**Directive**
Reproduce every one of the following records word for word.

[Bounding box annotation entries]
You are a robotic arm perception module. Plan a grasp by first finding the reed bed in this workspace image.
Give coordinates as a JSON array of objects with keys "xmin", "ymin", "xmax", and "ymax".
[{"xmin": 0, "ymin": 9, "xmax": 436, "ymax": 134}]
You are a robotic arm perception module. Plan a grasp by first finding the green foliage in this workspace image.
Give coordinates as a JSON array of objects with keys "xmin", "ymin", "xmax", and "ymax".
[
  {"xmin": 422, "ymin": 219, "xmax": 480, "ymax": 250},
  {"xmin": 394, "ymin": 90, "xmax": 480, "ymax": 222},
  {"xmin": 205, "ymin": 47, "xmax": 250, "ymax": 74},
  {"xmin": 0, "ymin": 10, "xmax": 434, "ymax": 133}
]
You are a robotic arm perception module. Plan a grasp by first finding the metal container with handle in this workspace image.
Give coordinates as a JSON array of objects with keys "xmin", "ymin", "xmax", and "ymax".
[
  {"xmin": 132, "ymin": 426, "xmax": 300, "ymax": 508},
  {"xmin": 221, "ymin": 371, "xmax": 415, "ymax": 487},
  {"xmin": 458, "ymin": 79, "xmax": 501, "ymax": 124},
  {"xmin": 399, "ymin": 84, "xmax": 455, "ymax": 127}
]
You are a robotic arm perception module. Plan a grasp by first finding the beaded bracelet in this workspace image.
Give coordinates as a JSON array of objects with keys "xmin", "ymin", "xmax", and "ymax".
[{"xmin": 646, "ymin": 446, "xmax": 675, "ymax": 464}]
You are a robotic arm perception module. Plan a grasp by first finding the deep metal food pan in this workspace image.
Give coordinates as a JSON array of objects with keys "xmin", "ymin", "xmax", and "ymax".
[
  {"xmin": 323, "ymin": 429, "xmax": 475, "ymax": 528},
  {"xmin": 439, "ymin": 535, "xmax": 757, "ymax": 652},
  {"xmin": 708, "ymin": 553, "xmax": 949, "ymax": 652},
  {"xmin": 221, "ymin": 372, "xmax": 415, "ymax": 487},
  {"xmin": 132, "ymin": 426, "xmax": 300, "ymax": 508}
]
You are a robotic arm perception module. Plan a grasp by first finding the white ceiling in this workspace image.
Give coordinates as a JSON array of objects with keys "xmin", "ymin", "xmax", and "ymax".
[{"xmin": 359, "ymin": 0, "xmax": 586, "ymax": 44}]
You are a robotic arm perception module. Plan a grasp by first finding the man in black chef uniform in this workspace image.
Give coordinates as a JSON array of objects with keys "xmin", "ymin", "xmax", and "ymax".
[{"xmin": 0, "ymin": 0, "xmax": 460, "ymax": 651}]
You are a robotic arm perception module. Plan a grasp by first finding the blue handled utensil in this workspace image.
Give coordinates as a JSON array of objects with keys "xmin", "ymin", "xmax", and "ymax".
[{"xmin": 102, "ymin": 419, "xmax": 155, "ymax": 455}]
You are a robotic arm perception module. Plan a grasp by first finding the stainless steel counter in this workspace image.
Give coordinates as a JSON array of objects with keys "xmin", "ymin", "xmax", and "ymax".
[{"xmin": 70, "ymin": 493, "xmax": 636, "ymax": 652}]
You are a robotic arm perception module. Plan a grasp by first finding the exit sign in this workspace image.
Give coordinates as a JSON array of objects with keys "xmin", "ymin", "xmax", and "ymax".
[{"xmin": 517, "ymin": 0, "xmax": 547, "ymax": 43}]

**Completed task**
You are a robotic arm perception module. Plan a grasp by first finding the reed bed in this workspace image.
Give coordinates as a JSON array of objects with keys "xmin", "ymin", "xmax", and "ymax".
[{"xmin": 0, "ymin": 9, "xmax": 436, "ymax": 134}]
You are a robotic arm perception module. Plan a grasp by first finding the green foliage in this workspace image.
Give coordinates as a JSON array of objects with keys "xmin", "ymin", "xmax", and "ymax".
[
  {"xmin": 422, "ymin": 219, "xmax": 480, "ymax": 250},
  {"xmin": 394, "ymin": 90, "xmax": 480, "ymax": 222},
  {"xmin": 205, "ymin": 47, "xmax": 250, "ymax": 74},
  {"xmin": 0, "ymin": 10, "xmax": 434, "ymax": 133}
]
You are a robotic arm perception module. Plan a grasp by first finding the metal container with handle in this workspace image.
Give coordinates as a JSON array of objects with keys "xmin", "ymin", "xmax", and "ymax".
[
  {"xmin": 132, "ymin": 426, "xmax": 300, "ymax": 508},
  {"xmin": 221, "ymin": 371, "xmax": 415, "ymax": 487},
  {"xmin": 458, "ymin": 79, "xmax": 501, "ymax": 124},
  {"xmin": 399, "ymin": 84, "xmax": 455, "ymax": 127}
]
You are a robotic arm perception module. Plan a grasp by first finding the beaded bracelet in this workspace image.
Give coordinates as a JSON array of objects with keys "xmin", "ymin", "xmax", and "ymax".
[{"xmin": 646, "ymin": 446, "xmax": 675, "ymax": 464}]
You are a robotic arm perception module. Plan a grasp by first finding the deep metal food pan in this workspace image.
Give coordinates as a JSON array of objects with keys "xmin", "ymin", "xmax", and "ymax".
[
  {"xmin": 323, "ymin": 429, "xmax": 475, "ymax": 528},
  {"xmin": 439, "ymin": 535, "xmax": 757, "ymax": 652},
  {"xmin": 708, "ymin": 553, "xmax": 949, "ymax": 652},
  {"xmin": 221, "ymin": 372, "xmax": 415, "ymax": 487},
  {"xmin": 132, "ymin": 426, "xmax": 300, "ymax": 508}
]
You are a robotic arm perception module. Plan a grasp by first finding the white ceiling in this workspace image.
Give coordinates as a JSON array of objects with keys "xmin", "ymin", "xmax", and "ymax".
[{"xmin": 359, "ymin": 0, "xmax": 586, "ymax": 44}]
You are a robotic arm perception module. Plan a grasp by first finding the man in black chef uniform in this workspace image.
Give coordinates as a JSON array of objects with keys "xmin", "ymin", "xmax", and "ymax".
[{"xmin": 0, "ymin": 0, "xmax": 460, "ymax": 651}]
You are a robotic arm perception module. Plan a grasp by first finding the blue handled utensil in this workspace image.
Give coordinates as a JSON array of objects with keys "xmin", "ymin", "xmax", and "ymax".
[{"xmin": 102, "ymin": 419, "xmax": 155, "ymax": 455}]
You are a robotic arm perception module. Plan a grasp by first finding the stainless steel counter in this workspace image.
Give coordinates as a JSON array of objects with keys "xmin", "ymin", "xmax", and "ymax".
[{"xmin": 70, "ymin": 493, "xmax": 636, "ymax": 652}]
You are a robotic arm perception module. Plan a grasp by first finding the exit sign in this workspace image.
Give coordinates as a JSON array of objects with keys "xmin", "ymin", "xmax", and "ymax".
[{"xmin": 517, "ymin": 0, "xmax": 547, "ymax": 43}]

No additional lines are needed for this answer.